Restate the listing that follows word for word, without its pictures.

****

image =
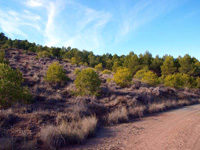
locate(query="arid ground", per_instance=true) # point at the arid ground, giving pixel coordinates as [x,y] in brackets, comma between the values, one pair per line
[173,130]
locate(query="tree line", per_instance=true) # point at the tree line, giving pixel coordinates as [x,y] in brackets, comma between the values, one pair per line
[162,67]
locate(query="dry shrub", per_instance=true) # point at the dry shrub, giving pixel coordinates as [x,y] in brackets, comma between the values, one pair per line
[183,102]
[68,133]
[117,116]
[153,108]
[29,145]
[7,118]
[51,136]
[170,104]
[6,143]
[137,111]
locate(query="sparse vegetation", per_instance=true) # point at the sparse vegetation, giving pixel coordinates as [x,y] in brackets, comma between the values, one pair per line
[87,82]
[122,77]
[106,71]
[98,67]
[70,111]
[56,73]
[68,133]
[150,78]
[117,116]
[11,90]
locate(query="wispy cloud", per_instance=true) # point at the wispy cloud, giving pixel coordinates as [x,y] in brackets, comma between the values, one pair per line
[11,22]
[35,3]
[82,30]
[144,12]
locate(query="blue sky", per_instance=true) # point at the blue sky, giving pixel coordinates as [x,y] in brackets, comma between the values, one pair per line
[113,26]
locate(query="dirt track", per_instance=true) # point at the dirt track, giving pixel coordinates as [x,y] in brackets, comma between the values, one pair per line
[175,130]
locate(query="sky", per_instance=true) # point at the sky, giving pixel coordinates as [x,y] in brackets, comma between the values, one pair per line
[106,26]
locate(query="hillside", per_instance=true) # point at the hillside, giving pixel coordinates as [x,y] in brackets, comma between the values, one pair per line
[22,125]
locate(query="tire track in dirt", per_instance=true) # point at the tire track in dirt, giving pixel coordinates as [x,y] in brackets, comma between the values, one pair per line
[174,130]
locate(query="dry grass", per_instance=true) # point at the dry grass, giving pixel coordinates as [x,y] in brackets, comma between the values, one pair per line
[68,133]
[184,102]
[117,116]
[6,143]
[157,107]
[137,111]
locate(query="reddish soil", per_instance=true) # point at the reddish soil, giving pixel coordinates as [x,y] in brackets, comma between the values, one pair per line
[174,130]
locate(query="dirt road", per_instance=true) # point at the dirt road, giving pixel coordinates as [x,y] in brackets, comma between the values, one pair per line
[175,130]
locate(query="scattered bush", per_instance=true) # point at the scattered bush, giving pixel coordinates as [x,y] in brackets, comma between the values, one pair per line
[189,81]
[153,108]
[150,78]
[74,61]
[106,71]
[174,80]
[117,116]
[87,82]
[68,133]
[108,80]
[43,54]
[55,73]
[140,74]
[98,67]
[180,80]
[198,82]
[11,90]
[122,77]
[2,58]
[77,71]
[137,111]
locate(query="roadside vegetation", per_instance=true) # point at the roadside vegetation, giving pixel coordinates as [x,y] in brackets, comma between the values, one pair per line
[71,93]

****

## RESULT OF THIS TASK
image =
locate(query="arid ground", per_instance=true) # point at the arid ground, giving pixel coordinates as [x,y] in brackets, comma between the values, one pair per line
[173,130]
locate(query="tree line", per_instance=true) # point at the tree line, giving pixel coordinates as [x,y] in brackets, comma between the values, one pair per line
[162,67]
locate(query="dry shrub", per_instance=true) # point at the dry shrub, giving pixel coordinates as [x,y] in brackets, comma between the values, one pair per line
[183,102]
[68,133]
[117,116]
[153,108]
[29,145]
[7,118]
[51,136]
[170,104]
[6,143]
[137,111]
locate(query="sparse vegetation", per_instance=true) # point at the sparse vegetation, giving pixel coordinates as [x,y] in brackets, comma between the values, one pair per line
[87,82]
[122,77]
[106,71]
[98,67]
[70,111]
[56,73]
[68,133]
[150,78]
[117,116]
[11,90]
locate(query="wispy cloud", per_instance=true) # point at the wispy cloud, giving pixel coordinates as [x,y] in brackets, comma between the values, one pair per line
[11,22]
[35,3]
[82,30]
[144,12]
locate(query="blue sky", per_instance=true) # point at the blue sky, giving pixel coordinates as [x,y] in brackets, comma between the values, one pair per line
[113,26]
locate(query="dirt track", per_instance=true) # point at the dirt track, giving pixel coordinates as [x,y] in brackets, comma between the values, one pair per line
[175,130]
locate(query="sky", per_instance=true) # point at the sky, giving pixel coordinates as [x,y] in brackets, comma between the values, one pair per line
[106,26]
locate(query="hillside", per_instance=true) # point at the hillside, giving pixel coordinates as [x,y] in brackets, comma between the values, one pair per line
[22,125]
locate(query="tire track in dirt", per_instance=true) # point at the tire track in dirt, giving pixel coordinates as [x,y] in brackets, comma between the values, one pair per line
[174,130]
locate(query="dry grass", per_instance=true) # point at the dry grass, giving pixel coordinates as [x,y] in brackets, comma between the values, one pair per line
[68,133]
[184,102]
[117,116]
[6,143]
[157,107]
[137,111]
locate(query="reddish soil", per_instance=true) # point at the reddish soil, giving pixel coordinates as [x,y] in brackets, comma between the values, one pair per line
[174,130]
locate(query="dirt road", per_instance=true) # point at the dirt road, giving pixel coordinates as [x,y] in brackets, comma between the values, one pair per line
[175,130]
locate(query="scattered bush", per_instance=true) # point at the scattered bush, giving pixel coordinates as [x,y] in brackets, comma between the values, one pair per line
[189,81]
[153,108]
[150,78]
[74,61]
[106,71]
[174,80]
[117,116]
[87,82]
[68,133]
[108,80]
[43,54]
[55,73]
[140,74]
[98,67]
[180,80]
[198,82]
[11,90]
[122,77]
[2,58]
[77,71]
[137,111]
locate(query="roadside vegetation", per_instance=true) # point at the roadside vegetation, giving pixel coordinates as [x,y] in brackets, comma between the values, one pair per line
[71,93]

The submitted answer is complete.